• _Your tasks_
(a) List every place named in the real estate comments, including the restaurant.
(b) Carry on the comments about paying new real estate agents from where they stop.

• _Excerpt_
Bill Cherry, When I got started in Real Estate as a young man, I had monthly obligations. I could not AFFORD to go to work for just any real estate brokerage. I needed money every month just to survive. The broker I started with had a very novel approach to this "problem." They paid a draw against future commissions. As a consequence, they were able to "hire" young men that might have had to give real estate a "pass" if they couldn't get this money.

Bill Roberts

Jun 25, 2015 12:33 AM #1
Bill Cherry, Realtor - Dallas, TX
Broker & Wealth Coach

Bill, there was a young waitress at a place I often ate lunch, Christie's Beachcomber.  It was on the sand at a Galveston beach.  Her name was Debbie.  I asked her how much she was making in tips.  She said, $18,000 a year.  I told her that if she would come work for me and get licensed, I'd promise her $25,000, no matter what, her first year.  She did, and she was the natural I thought she would be, and we both mad a lot of money as a result.  I post that only because your comment about your personal experience seems to me to be right on target.

Rows excerpted from a collection:

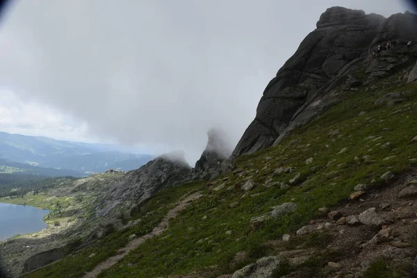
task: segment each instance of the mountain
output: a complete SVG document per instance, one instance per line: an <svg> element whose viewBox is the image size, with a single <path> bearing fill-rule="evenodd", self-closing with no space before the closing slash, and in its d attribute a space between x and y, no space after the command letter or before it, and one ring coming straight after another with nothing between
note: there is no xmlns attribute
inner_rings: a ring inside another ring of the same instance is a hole
<svg viewBox="0 0 417 278"><path fill-rule="evenodd" d="M0 132L0 158L35 166L81 172L137 169L152 157L125 154L114 146Z"/></svg>
<svg viewBox="0 0 417 278"><path fill-rule="evenodd" d="M233 154L252 154L279 142L338 102L340 97L331 95L336 86L349 90L368 84L412 63L406 44L417 41L416 25L417 17L411 13L385 19L362 10L329 8L266 86L255 119ZM373 59L373 51L389 40L398 42L395 51Z"/></svg>
<svg viewBox="0 0 417 278"><path fill-rule="evenodd" d="M325 11L229 158L213 129L193 169L167 154L0 199L51 211L45 230L0 244L7 269L31 278L417 277L417 47L407 45L416 18Z"/></svg>

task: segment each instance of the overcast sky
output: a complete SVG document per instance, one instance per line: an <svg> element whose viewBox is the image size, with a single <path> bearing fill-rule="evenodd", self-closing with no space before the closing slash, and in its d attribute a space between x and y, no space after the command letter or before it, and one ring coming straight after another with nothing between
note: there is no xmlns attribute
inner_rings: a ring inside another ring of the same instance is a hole
<svg viewBox="0 0 417 278"><path fill-rule="evenodd" d="M398 0L21 0L0 22L0 131L115 142L193 165L206 132L234 145L263 89L333 6Z"/></svg>

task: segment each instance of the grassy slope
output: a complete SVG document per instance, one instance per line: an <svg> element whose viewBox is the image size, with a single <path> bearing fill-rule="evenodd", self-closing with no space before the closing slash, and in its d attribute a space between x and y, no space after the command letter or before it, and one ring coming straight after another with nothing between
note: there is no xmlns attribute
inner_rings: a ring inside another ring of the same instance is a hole
<svg viewBox="0 0 417 278"><path fill-rule="evenodd" d="M92 245L72 254L63 259L49 265L38 271L28 274L27 277L79 277L82 273L91 270L106 258L116 254L124 246L129 236L135 234L138 237L150 232L157 226L167 212L174 206L174 202L188 193L202 189L201 183L189 183L179 188L169 188L147 202L141 211L132 220L140 218L140 224L124 231L115 232ZM90 258L92 254L95 255Z"/></svg>
<svg viewBox="0 0 417 278"><path fill-rule="evenodd" d="M398 78L395 76L391 80L385 79L384 83L395 84ZM206 195L173 220L168 230L161 236L145 242L101 277L165 277L192 271L206 271L210 273L208 276L213 277L231 273L246 263L267 254L274 254L272 249L263 247L262 243L280 239L283 234L294 231L317 216L319 208L330 207L345 199L353 192L355 185L370 184L373 179L372 184L378 186L382 183L379 177L386 171L398 174L411 169L415 163L410 159L417 158L417 143L411 142L411 138L417 135L414 106L417 101L417 85L393 85L387 88L386 85L384 90L382 81L377 85L377 89L367 92L362 88L358 92L344 92L346 99L293 132L279 146L240 158L238 167L247 170L246 176L239 177L230 174L224 189L218 192L206 188ZM407 95L409 99L392 107L378 107L373 104L386 93L398 91L410 91ZM366 114L359 116L361 111L366 111ZM338 130L338 135L329 135L335 130ZM366 139L368 136L381 138L373 141L373 139ZM295 139L300 141L291 145L291 142ZM390 142L389 146L381 148L387 142ZM348 150L338 154L343 148ZM363 158L366 155L370 156L370 161ZM355 159L355 156L359 159ZM390 156L393 157L384 160ZM307 165L305 161L310 157L314 160ZM330 161L333 162L326 166ZM294 167L295 170L290 174L273 175L276 168L284 166ZM311 168L315 166L320 168L313 171ZM288 183L297 172L302 174L302 181L305 181L303 186L289 189L280 189L279 186L268 188L262 186L269 177L272 177L273 181ZM251 194L262 194L240 199L242 191L226 190L236 183L243 184L243 179L248 176L253 176L258 183ZM176 190L186 189L187 186L179 186L161 193L151 203L167 193L175 194ZM230 208L229 205L234 202L238 202L239 205L235 208ZM286 202L297 204L294 213L267 222L257 231L251 231L249 221L252 216L268 212L270 206ZM154 208L156 209L156 206ZM204 216L206 219L203 220ZM227 234L227 231L231 231L231 234ZM113 244L111 239L113 240L117 235L110 236L104 243ZM128 234L122 238L124 236ZM119 238L115 240L122 243ZM79 256L79 260L83 258L88 261L88 254L103 250L108 250L108 247L101 245L101 249L83 251L81 254L75 256ZM231 265L229 262L234 256L243 250L248 254L247 261ZM311 265L316 263L315 261L312 261ZM96 262L92 261L92 263ZM76 260L70 257L28 277L76 277L71 270L78 268ZM84 266L79 268L88 269Z"/></svg>

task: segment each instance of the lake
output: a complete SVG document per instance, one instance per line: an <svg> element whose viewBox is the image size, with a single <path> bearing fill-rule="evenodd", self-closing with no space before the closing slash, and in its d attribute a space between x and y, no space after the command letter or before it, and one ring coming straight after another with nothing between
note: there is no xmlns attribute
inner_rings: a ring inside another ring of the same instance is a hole
<svg viewBox="0 0 417 278"><path fill-rule="evenodd" d="M42 219L47 209L0 203L0 241L17 234L32 234L47 227Z"/></svg>

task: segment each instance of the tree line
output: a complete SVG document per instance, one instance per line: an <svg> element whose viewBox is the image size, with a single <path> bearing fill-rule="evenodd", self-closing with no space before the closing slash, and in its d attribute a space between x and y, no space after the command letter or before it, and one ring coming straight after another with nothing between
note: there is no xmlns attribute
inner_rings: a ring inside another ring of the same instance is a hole
<svg viewBox="0 0 417 278"><path fill-rule="evenodd" d="M59 186L72 177L47 177L34 174L0 174L0 197L23 197L28 193L36 195L48 188Z"/></svg>

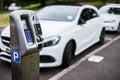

• _Answers for the tasks_
(a) Dallas, TX; Christie's Beachcomber; Galveston

(b)
Jun 25, 2015 08:49 PM #2
Joe Pryor
The Virtual Real Estate Team - Oklahoma City, OK
REALTOR® - Oklahoma Investment Properties

My first brokers in 1989 were wonderful and I learned a lot. I had come from owning retail stores for 16 years so I also brought a lot to the table, but real estate has its own logic, rules, and ideas so I was fortunate. That first broker is one of the reasons I am still here today and successful.

Jun 28, 2015 06:44 AM #3
Martin Kalisker
Greater Boston Association of REALTORS - Boston, MA
Professional Standards & Legal Assistant

BILL CHERRY , although I love the thought of being able to do this, unfortunately my years of experience have taught me that newbies need to have some "skin" in the game from day 1.  I totally agree that pounding the pavement is key to getting business because you need to let people know that you are in the business and the best way to do that is to make eye contact and give them a business card and a handshake (and maybe get a name or number of someone looking to buy/sell or rent)...something that  a passive activity like posting an ad on Facebook isn't going to do.  But, if they can't pay the REALTOR dues, the E&O insurance, etc., I'd rather help them arrange for a loan than to let them know that "the first one's on me."  No, my time and training is worth something.  You've got to put some skin in the game for it.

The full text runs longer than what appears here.